══ RECORD EXCERPTS

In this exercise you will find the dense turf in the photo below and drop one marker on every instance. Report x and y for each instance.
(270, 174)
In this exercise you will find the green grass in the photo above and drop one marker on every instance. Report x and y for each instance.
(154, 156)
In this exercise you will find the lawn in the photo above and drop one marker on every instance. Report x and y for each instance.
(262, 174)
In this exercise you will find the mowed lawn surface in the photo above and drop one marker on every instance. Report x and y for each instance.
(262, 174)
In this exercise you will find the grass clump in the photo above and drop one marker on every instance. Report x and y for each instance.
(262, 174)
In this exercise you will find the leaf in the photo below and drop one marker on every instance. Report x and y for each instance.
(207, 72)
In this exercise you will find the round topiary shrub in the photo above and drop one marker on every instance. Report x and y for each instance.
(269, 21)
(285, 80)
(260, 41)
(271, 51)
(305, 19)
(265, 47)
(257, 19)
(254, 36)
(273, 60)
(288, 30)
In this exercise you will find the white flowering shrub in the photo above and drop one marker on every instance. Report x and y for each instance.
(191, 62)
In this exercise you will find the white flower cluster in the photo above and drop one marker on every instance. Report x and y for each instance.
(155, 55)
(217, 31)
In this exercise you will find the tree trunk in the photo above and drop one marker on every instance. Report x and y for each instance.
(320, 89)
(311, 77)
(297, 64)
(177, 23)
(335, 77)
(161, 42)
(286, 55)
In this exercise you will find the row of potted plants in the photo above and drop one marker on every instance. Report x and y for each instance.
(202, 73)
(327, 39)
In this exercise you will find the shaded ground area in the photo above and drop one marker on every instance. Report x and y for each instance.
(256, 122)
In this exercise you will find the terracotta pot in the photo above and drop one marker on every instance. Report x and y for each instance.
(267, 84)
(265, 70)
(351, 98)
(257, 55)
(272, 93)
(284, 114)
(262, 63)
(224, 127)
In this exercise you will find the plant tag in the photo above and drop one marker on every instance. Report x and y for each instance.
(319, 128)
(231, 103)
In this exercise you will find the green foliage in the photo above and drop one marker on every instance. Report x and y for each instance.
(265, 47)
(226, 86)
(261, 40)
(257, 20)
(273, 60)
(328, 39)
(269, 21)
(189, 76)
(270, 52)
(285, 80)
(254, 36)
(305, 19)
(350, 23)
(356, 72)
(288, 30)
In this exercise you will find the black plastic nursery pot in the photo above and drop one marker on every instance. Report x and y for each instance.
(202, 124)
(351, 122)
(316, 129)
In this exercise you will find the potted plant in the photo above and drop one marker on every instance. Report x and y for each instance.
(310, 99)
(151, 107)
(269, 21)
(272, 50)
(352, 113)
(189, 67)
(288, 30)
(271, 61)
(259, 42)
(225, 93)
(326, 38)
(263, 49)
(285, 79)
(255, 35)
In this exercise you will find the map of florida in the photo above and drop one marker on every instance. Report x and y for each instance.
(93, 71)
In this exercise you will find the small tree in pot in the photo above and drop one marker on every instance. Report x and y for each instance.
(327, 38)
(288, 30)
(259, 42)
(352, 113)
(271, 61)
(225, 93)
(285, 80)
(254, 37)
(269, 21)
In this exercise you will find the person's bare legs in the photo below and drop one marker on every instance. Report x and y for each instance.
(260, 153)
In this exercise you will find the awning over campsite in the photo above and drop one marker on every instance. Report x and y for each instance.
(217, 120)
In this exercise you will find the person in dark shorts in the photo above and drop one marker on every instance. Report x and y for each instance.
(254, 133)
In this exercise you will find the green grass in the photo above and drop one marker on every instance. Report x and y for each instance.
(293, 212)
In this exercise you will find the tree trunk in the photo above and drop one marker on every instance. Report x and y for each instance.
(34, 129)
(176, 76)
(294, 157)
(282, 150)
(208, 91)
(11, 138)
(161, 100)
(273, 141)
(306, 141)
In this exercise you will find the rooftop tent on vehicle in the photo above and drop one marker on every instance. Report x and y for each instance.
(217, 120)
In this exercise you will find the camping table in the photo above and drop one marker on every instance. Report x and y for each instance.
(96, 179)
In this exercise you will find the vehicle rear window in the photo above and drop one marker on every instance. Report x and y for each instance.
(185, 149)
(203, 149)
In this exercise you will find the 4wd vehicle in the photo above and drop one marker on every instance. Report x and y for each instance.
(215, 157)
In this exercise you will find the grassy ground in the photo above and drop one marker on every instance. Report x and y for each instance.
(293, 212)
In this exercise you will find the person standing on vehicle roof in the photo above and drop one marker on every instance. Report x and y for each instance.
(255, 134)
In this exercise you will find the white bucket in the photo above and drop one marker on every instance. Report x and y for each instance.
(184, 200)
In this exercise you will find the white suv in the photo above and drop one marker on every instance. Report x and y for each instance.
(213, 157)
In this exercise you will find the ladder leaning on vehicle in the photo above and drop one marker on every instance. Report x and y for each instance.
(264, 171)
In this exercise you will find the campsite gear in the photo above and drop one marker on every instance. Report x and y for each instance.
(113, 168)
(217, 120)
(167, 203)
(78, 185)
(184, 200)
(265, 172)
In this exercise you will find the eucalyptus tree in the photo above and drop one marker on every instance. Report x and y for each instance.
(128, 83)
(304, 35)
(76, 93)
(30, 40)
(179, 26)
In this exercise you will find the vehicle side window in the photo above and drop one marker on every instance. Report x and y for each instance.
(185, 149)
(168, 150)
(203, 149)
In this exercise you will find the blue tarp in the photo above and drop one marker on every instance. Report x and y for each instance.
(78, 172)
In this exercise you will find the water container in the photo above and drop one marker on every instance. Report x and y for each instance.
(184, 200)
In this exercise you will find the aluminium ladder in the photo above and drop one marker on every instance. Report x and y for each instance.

════

→ **STATED EXERCISE**
Extract each line of the listing above, copying it word for word.

→ **RESPONSE FOR THIS EXERCISE**
In this exercise you will find the dense turf in the photo below and drop one marker on every instance. Report x and y for each instance.
(270, 174)
In this exercise you will find the green grass in the photo above and drop one marker on every instance. Report x and y for each instance.
(154, 156)
In this exercise you will find the lawn in the photo above and drop one marker on every instance. Report x and y for each instance.
(262, 174)
In this exercise you will find the mowed lawn surface in the photo above and drop one marker on every instance. Report x and y for each instance.
(262, 174)
In this exercise you will find the grass clump in the photo above and drop one marker on every instance. Report x and y for each instance.
(262, 174)
In this exercise you will find the leaf in the photo below and drop one marker on every instance. Report x and y for each instance.
(207, 72)
In this exercise you will find the round topiary shrub in the photo above and drop one marker on every instance. Report x and y for each instance.
(269, 21)
(285, 80)
(260, 41)
(271, 51)
(305, 19)
(265, 47)
(257, 19)
(254, 36)
(273, 60)
(288, 30)
In this exercise you will find the white flowering shrub in the photo above and drop one marker on every instance. Report x and y for each instance.
(191, 62)
In this exercise you will find the white flower cluster in the photo above and drop one marker on every instance. Report x and y for each instance.
(155, 55)
(217, 31)
In this exercise you will find the tree trunk in the photo above and drop one marker on every instance. Report x and y for each instance.
(320, 89)
(311, 77)
(297, 64)
(177, 23)
(335, 77)
(161, 42)
(286, 55)
In this exercise you will find the row of potted plants in the photo above and drop one marker on every instance. Report x and y for each instance.
(202, 73)
(327, 39)
In this exercise you will find the shaded ground area in the photo above and drop one marker on every instance. Report x and y for each instance.
(256, 122)
In this exercise you will find the terracotta pot in the photo above and drop one marker on every instance. Report x and y for each instance.
(267, 84)
(265, 70)
(351, 98)
(257, 55)
(272, 93)
(284, 114)
(262, 63)
(224, 127)
In this exercise you will find the plant tag in the photo above and drop one marker on every instance. Report x and y for each instance.
(319, 128)
(231, 103)
In this exercise you will find the green foliage in the photo above and drop one marker on every instance. Report x and y for each instance.
(265, 47)
(226, 86)
(261, 40)
(257, 20)
(273, 60)
(328, 39)
(269, 21)
(189, 76)
(270, 52)
(285, 80)
(254, 36)
(305, 19)
(350, 23)
(356, 72)
(288, 30)
In this exercise you will find the black plastic nursery pot in the photo above and drop one marker on every instance. Report x and y for each instance.
(202, 124)
(351, 122)
(316, 129)
In this exercise you will find the potted plant in the photo above and drop one marker on every instance. Report x and y for each instance.
(310, 99)
(151, 107)
(269, 21)
(272, 50)
(352, 113)
(189, 67)
(288, 30)
(271, 61)
(259, 42)
(225, 93)
(326, 38)
(263, 49)
(285, 79)
(255, 35)
In this exercise you will find the map of florida in the photo above and drop one marker on every instance. Report x and y for each instance.
(93, 71)
In this exercise you will find the small tree in pot in the photo above and drop one marker on every instance. Report x and y for each instance.
(327, 38)
(288, 30)
(259, 42)
(352, 113)
(271, 61)
(225, 93)
(285, 80)
(254, 37)
(269, 21)
In this exercise you will find the person's bare legs in the photo below and drop one marker on every instance. Report x and y for each instance.
(260, 153)
In this exercise you will find the awning over campsite in the photo above and drop one marker on every instance. Report x and y for each instance.
(217, 120)
In this exercise you will find the person in dark shorts in the photo above and drop one marker on every instance. Report x and y for each instance.
(254, 133)
In this exercise you will find the green grass in the photo above and drop one marker on every instance. Report x and y for each instance.
(293, 212)
In this exercise you will find the tree trunk in the photo above and drop one marker on every instance. Report x and y for each instance.
(34, 129)
(176, 76)
(294, 157)
(282, 150)
(208, 91)
(11, 138)
(161, 100)
(273, 141)
(306, 141)
In this exercise you will find the rooftop tent on vehicle in the photo above and drop one marker on every instance. Report x and y for each instance.
(217, 120)
In this exercise you will find the camping table in the photo above and drop one marker on every instance. Report x and y for each instance.
(96, 179)
In this exercise you will find the vehicle rear window in the photo above and drop one marker on every instance. Report x and y for each instance.
(185, 149)
(203, 149)
In this exercise you will find the 4wd vehicle in the photo above and drop one marker on every instance. Report x and y for each instance.
(215, 157)
In this exercise you will find the grassy ground in the photo above and drop one marker on every instance. Report x and y for each instance.
(293, 212)
In this exercise you will find the person standing on vehicle roof in the photo above and drop one marker on every instance. Report x and y for each instance.
(255, 134)
In this exercise you will find the white bucket in the photo above and drop one marker on every instance. Report x and y for each instance.
(184, 200)
In this exercise you will find the white suv in the photo above and drop one marker on every instance. Report x and y for each instance.
(213, 157)
In this exercise you will find the ladder leaning on vehicle in the photo above and drop one marker on every instance. Report x and y for each instance.
(264, 171)
In this exercise you will find the campsite gear in the photo above and drop one marker on every instance. Report x and y for each instance.
(113, 168)
(217, 120)
(167, 203)
(78, 185)
(184, 200)
(265, 172)
In this exercise you will find the eucalyptus tree in the photo above and drop one marker on every instance. Report x and y for each instance.
(128, 83)
(304, 35)
(76, 93)
(30, 40)
(179, 26)
In this exercise you will find the vehicle side window in the photo above and drop one marker on every instance. Report x and y for each instance.
(185, 149)
(168, 150)
(203, 149)
In this exercise you will find the blue tarp in the photo above and drop one marker on every instance. Report x and y for each instance.
(78, 172)
In this exercise you will find the water container in the photo above and drop one marker on every instance. Report x and y for each instance.
(184, 200)
In this exercise you will find the aluminium ladder in the photo above and drop one marker on every instance. Report x and y for each instance.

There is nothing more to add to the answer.